[SOURCE RECORDS]

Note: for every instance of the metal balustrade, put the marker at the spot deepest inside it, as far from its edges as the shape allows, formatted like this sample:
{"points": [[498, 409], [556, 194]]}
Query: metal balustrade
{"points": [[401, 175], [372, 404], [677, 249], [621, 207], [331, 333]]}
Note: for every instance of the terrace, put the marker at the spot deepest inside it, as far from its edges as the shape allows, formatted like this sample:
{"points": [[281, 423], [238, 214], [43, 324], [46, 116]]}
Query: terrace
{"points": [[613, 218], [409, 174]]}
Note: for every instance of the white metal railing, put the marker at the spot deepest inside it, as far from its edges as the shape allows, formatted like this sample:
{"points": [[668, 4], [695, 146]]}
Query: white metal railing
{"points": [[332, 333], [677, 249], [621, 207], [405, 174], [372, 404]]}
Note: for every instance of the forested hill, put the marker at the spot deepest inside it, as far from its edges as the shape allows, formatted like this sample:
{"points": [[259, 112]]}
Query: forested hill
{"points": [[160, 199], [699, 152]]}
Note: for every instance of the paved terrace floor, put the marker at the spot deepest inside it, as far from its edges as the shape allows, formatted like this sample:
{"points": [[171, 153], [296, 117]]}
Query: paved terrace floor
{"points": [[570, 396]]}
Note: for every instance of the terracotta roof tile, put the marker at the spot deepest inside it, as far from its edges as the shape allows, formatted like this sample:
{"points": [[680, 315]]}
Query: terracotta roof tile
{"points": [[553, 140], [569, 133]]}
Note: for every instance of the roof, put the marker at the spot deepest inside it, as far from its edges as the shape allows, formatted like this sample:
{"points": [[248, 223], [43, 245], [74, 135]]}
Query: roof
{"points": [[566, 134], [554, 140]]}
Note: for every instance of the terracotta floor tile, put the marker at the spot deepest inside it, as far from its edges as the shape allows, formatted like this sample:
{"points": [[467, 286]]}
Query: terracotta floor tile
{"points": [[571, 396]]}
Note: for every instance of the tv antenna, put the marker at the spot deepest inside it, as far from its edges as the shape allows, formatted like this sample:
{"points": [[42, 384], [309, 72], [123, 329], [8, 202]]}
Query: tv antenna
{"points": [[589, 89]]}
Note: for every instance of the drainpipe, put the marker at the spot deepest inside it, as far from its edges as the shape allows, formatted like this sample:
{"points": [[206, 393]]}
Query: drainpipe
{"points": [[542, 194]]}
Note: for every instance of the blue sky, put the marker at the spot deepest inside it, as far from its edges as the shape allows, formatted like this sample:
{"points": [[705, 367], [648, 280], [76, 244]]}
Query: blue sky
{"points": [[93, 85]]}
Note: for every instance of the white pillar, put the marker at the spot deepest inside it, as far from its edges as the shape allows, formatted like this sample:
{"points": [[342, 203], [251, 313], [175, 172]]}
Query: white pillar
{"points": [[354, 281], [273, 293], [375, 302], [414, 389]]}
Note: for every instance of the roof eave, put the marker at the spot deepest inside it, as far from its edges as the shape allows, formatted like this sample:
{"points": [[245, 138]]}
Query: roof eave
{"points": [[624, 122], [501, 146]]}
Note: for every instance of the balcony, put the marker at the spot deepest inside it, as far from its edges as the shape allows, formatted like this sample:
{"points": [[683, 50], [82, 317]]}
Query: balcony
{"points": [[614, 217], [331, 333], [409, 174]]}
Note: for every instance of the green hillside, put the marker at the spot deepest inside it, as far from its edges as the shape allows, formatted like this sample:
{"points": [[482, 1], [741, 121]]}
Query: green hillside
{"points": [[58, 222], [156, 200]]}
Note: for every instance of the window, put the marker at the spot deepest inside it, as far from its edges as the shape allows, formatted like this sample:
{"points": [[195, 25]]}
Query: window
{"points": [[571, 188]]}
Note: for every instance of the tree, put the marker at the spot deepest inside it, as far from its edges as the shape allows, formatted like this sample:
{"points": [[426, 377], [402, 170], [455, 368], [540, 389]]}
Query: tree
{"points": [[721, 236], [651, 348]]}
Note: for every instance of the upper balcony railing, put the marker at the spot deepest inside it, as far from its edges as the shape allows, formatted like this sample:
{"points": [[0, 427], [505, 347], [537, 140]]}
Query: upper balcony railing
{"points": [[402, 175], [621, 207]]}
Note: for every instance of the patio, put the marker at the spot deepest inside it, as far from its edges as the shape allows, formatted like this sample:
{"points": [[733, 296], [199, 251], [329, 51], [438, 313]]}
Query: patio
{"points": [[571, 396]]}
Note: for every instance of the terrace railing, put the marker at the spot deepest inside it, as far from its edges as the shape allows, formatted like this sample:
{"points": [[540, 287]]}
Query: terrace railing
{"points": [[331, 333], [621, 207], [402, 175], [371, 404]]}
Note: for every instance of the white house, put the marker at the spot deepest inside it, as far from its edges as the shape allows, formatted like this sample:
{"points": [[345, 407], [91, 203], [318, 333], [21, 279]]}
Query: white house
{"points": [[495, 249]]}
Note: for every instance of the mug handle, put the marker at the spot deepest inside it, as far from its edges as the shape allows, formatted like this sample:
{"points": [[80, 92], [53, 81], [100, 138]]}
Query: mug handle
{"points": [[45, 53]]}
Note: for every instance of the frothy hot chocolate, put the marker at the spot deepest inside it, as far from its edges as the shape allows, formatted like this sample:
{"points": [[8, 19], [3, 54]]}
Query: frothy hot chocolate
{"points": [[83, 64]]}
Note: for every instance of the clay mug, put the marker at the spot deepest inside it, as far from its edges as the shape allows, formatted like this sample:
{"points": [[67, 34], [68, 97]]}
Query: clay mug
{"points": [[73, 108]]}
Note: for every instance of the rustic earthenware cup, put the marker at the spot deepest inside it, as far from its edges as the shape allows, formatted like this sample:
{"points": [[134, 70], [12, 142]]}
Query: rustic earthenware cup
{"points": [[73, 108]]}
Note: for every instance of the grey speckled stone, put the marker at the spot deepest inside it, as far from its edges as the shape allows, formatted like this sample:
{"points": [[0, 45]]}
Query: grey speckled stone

[/SOURCE RECORDS]

WHAT YOU HAVE TO DO | Looking through the data above, copy out each line in which the string "speckled" occurs.

RESULT BELOW |
Note: for every instance of the grey speckled stone, put the marker at the spot deepest inside it, as far from its edges as the shape allows, formatted like this sample:
Query: grey speckled stone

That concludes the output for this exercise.